*WHAT THIS TASK INVOLVES:* Continue the essay on autism and wearing a mask, picking up after its last sentence.

And that’s a potential misjudgment for the incumbent. Think about it.  

The Problem with Comparisons

An autistic person of color recently brought up a really valid point: many times, when persons of color bring up racism in the world, and even in autistic circles, many white people come up with “But you can’t condemn us! We’re LESS RACIST than neurotypicals!” or some other self-gratifying comparison. Here’s the problem with comparisons: they expose that you’re still affected by the same thing as the person you’re distancing yourself from! If you’re “less racist,” you’re still racist. If you’re “more open-minded,” that doesn’t mean your mind is completely open. You can’t excuse yourself from improvement. Just because you’re ahead of somebody in the race, it does not mean you are at the finish line. Self-improvement and tolerance are marathons, not the long jump. There is still work that needs to be done. Hitler was and is not the only Nazi, David Duke is not the only member of the Ku Klux Klan.

My Relationship with the Mask

Masking autism is nothing new to me. There is a public persona, and there is a private persona.  

It’s not to say that nobody wears a mask at some point. I believe everyone wears a mask to hide their pain. The autistic person’s mask, on the other hand, is much more encouraged to be put on because their private persona is literally vilified. They are taught that their private, and therefore true, persona is a weirdo, a freak, and has no place in this world. 

I’m no stranger to this treatment. Even my sweet nephew called me a freak in anger at one time. People throughout my school years taunted me, teased me, mocked me, and finally excluded me. Even people I thought were my friends. In truth, I spent the last day of school walking home. Alone.  

This is why I developed a mask…too late for high school, though. A mask worthy of the so-called compliment “But you don’t look autistic!” A mask made of body fat, smiles and social graces which has caused people not to think I am autistic. Finally, I was accepted, but not happy. I was polite; but I was not real.  

The mask has saved me from countless taunting and exclusion from my peers, for the most part. It has made me a few friends. Until my late thirties my mask was worn firmly on my face, to the point that I did not know where I ended and the mask began. It was as if my mask had taken over and become my skin.

*EXCERPTED DATA:*
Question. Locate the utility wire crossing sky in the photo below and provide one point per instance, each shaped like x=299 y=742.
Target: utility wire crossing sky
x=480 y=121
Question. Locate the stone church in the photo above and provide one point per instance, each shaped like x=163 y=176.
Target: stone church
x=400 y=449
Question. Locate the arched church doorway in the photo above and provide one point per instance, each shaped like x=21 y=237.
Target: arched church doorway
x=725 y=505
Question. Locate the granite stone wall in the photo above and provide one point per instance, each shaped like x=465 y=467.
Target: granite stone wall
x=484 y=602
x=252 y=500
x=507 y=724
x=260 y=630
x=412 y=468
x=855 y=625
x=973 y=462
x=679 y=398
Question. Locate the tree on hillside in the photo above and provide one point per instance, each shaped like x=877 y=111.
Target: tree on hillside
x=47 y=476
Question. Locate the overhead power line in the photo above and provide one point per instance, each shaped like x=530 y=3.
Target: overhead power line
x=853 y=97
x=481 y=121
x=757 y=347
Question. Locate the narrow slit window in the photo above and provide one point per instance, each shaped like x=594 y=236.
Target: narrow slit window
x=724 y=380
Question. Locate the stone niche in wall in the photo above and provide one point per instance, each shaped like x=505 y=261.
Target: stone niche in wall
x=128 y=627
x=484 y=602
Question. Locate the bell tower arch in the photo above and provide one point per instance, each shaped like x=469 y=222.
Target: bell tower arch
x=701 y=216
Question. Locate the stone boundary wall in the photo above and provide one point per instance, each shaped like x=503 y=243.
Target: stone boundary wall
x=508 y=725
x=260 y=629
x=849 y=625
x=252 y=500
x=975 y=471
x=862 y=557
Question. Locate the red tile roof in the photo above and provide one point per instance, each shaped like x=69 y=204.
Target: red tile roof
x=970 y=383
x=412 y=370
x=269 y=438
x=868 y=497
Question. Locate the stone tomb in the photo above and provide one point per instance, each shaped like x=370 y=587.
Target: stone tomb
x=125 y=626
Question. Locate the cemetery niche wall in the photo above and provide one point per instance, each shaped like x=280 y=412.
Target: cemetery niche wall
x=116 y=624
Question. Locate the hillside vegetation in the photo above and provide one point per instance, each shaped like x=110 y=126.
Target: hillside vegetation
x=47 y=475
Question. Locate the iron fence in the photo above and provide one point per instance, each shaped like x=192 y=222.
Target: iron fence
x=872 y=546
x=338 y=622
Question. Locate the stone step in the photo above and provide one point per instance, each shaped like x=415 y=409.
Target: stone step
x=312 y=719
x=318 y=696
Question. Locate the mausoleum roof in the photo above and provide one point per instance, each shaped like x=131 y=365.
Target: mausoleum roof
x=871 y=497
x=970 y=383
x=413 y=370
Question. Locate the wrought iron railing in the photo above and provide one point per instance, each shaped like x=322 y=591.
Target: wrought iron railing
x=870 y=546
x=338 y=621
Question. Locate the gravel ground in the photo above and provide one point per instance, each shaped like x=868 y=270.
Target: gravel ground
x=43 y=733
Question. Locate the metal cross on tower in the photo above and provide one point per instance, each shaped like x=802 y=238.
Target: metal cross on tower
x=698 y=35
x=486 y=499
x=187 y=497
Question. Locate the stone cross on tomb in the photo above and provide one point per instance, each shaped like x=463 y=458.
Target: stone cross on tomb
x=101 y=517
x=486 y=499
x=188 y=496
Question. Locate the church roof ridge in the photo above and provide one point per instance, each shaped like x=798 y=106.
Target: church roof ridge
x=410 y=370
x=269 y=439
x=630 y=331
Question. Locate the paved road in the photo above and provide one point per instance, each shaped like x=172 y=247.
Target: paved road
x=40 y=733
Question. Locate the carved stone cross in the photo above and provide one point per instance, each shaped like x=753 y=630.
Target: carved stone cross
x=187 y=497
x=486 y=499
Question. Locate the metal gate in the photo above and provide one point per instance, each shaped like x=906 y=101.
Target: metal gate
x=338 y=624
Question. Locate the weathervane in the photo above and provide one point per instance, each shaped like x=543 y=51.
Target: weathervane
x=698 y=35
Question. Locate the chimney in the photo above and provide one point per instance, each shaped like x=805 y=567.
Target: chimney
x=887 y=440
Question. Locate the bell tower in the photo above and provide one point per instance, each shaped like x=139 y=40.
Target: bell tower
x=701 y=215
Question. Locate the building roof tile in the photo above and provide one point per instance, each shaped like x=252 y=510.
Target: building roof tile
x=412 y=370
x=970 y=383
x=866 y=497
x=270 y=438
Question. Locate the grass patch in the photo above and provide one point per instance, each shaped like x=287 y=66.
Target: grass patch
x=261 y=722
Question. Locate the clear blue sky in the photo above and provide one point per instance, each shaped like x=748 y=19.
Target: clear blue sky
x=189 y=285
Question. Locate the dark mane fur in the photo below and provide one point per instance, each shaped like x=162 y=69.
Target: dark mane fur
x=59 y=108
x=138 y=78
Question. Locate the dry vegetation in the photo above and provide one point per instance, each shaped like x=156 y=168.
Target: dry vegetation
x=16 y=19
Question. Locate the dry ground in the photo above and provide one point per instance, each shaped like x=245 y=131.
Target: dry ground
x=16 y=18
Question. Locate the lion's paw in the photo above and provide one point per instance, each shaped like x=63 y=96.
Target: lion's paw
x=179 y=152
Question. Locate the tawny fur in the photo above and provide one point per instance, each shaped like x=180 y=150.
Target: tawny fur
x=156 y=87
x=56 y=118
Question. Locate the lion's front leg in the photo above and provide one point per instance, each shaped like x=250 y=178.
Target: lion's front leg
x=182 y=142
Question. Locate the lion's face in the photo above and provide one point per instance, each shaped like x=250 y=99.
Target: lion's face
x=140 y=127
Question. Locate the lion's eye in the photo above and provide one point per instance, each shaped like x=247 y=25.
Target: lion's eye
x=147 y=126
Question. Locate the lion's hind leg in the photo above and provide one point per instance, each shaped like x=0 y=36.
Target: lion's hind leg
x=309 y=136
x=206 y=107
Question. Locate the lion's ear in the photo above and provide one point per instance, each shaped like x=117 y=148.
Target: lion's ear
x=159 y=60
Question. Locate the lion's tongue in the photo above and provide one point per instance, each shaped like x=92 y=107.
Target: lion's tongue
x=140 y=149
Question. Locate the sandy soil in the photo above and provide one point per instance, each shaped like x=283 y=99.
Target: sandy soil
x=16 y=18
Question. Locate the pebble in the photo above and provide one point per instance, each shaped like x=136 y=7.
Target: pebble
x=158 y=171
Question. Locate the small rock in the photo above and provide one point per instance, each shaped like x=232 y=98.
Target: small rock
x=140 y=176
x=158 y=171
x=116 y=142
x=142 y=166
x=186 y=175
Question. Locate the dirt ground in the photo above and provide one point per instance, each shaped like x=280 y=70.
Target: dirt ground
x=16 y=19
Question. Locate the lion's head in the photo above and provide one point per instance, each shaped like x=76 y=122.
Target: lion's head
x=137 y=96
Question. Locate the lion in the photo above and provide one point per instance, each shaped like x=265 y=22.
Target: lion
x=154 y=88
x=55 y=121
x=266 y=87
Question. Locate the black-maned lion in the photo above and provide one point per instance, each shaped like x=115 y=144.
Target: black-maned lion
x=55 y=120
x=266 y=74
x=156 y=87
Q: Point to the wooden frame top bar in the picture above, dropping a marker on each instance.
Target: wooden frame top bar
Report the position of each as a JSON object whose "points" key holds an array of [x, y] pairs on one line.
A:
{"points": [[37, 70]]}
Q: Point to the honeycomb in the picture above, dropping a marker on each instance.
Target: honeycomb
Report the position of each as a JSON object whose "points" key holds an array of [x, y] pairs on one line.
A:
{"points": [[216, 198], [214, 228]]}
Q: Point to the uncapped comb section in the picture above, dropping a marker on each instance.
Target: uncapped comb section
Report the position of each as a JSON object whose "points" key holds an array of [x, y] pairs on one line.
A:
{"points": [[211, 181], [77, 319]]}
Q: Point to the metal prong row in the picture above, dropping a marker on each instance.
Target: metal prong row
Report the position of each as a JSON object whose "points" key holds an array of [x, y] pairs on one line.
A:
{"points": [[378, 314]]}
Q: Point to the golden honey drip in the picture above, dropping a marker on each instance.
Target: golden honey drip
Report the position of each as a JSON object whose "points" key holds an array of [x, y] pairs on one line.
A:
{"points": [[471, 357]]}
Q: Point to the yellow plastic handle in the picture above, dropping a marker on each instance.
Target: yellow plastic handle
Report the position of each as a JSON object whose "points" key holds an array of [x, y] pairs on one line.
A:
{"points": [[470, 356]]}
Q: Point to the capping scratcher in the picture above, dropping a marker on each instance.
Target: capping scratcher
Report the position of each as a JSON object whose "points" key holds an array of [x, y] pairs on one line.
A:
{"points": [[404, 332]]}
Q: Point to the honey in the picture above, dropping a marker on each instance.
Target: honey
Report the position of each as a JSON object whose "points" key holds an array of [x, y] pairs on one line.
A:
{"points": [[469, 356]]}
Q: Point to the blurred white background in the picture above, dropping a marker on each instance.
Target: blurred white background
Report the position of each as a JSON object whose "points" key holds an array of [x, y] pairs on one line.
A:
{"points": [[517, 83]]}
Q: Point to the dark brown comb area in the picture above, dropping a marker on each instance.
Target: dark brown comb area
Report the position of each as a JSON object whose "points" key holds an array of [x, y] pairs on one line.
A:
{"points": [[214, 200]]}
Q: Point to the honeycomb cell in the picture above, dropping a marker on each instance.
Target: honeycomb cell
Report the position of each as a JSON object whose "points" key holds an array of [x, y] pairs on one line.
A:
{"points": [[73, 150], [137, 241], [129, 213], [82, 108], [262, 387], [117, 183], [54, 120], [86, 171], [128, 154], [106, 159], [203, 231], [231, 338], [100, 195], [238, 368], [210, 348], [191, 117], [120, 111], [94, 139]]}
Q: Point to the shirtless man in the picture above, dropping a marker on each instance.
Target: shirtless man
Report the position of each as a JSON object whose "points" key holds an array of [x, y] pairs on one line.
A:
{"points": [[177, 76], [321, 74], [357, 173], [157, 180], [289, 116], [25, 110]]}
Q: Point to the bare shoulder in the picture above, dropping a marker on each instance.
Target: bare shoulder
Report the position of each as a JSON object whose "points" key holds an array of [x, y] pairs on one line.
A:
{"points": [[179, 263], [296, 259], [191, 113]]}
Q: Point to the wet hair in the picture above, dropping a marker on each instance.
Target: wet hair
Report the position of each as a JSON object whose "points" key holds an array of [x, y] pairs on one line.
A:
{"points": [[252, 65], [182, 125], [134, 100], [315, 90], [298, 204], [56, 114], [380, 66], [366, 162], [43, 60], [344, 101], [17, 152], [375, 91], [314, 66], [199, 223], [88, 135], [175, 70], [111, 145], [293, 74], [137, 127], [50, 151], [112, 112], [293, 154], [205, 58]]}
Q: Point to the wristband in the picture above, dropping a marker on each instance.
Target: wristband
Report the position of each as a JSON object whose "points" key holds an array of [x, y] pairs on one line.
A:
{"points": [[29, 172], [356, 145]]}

*RESULT:*
But the mask has worn out its welcome. It has gotten some sort of sand or gravel behind it and is hurting my face.  

So, by starting this blog, and healing through therapy and support, I have slowly peeled the mask off, along with some layers of dead skin, to heal and develop the thick skin I was supposed to have years ago. I need to get real. I need to heal.  

I am now working on integrating the public and private personae. I have not arrived at the point where I can take the mask of fully yet, but I am getting there. One day, I’ll finally be able to be myself, fully. I will not need a mask anymore.  

Speaking Out and Blame

You may be wondering why I haven’t spoken out against separating children from their parents at the border. Well, I’ve been in a fight with someone very important about it. Make no mistake, I believe that separating the children from their parents, who usually have little to no choice in the matters of their parents, was a horrible idea.

However, I am square in the middle of Trump Country, where many people here tend to act as though Donald Trump died on the cross for you, and God raised Donald Trump from the dead. (No on both counts; that was Jesus.) I had to engage many people gently, even some very close to me. I had to simply had to agree to disagree.

Now, I know that they were illegal immigrants, which complicates matters. What I do not know is whether it will soon be illegal at all for people of color to immigrate now that Trump is president. I firmly believe Trump is telling his supporters that “illegal immigrants” and other persons of color are to blame for their lot in life, which is not entirely true.